* **Description of the task**: Check each line of the data for "written" and select those that have it.

* **Entries supplied**:

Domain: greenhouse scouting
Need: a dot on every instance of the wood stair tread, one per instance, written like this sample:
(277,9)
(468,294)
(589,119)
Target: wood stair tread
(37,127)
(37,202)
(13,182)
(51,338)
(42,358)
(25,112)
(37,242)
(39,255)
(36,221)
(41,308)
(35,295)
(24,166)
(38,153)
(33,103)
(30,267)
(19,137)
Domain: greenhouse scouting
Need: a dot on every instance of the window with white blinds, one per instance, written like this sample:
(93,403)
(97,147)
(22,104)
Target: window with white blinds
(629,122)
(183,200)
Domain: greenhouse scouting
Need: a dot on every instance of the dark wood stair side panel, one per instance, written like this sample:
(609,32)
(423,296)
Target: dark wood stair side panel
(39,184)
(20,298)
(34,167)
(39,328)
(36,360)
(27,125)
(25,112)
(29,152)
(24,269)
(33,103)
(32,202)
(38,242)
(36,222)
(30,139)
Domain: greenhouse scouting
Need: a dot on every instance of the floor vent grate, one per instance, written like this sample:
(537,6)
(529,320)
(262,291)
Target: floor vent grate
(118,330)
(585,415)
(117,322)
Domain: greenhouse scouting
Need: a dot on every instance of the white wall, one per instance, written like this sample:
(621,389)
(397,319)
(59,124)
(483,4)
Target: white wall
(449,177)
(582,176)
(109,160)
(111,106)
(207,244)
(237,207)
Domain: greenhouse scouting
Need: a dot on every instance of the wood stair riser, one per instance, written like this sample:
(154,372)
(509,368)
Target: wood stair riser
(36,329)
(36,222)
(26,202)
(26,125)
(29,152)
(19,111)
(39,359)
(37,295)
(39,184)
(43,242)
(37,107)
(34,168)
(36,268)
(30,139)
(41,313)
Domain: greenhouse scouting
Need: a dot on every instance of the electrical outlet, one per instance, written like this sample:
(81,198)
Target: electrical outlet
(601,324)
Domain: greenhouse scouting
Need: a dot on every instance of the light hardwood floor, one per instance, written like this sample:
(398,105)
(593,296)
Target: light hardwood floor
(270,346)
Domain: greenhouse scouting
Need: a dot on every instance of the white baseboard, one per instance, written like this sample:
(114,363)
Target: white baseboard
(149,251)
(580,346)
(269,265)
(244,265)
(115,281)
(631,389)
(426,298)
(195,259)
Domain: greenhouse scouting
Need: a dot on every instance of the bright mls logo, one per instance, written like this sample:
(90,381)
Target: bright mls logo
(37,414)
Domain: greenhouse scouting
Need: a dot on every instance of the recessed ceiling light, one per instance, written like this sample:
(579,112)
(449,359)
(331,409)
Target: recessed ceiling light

* **Task solution**:
Need: a dot on every instance of the wood stair tread, one per instance, written like this sample:
Need: a dot on every instance of the window with white blinds, one per instance, written like this sample:
Need: a dot on every instance of the dark wood stair side panel, one per instance, written like this sample:
Need: a dot on every instance of the floor vent grate, one per instance, written like this sample:
Need: a dot on every instance of the white wall, one per instance, written like this sample:
Need: a dot on every instance of the wood stair riser, one per instance, written like this sample:
Need: a dot on every instance of the electrical outlet, one per instance, written like this sample:
Need: a dot on every instance of the light hardwood floor, one per instance, written like this sample:
Need: a dot on every instance of the white baseboard, one per instance, written like this sample:
Need: a dot on every instance of the bright mls logo, one per instance, written like this sample:
Need: a dot on every instance of the recessed ceiling light, one per instance, written like this sample:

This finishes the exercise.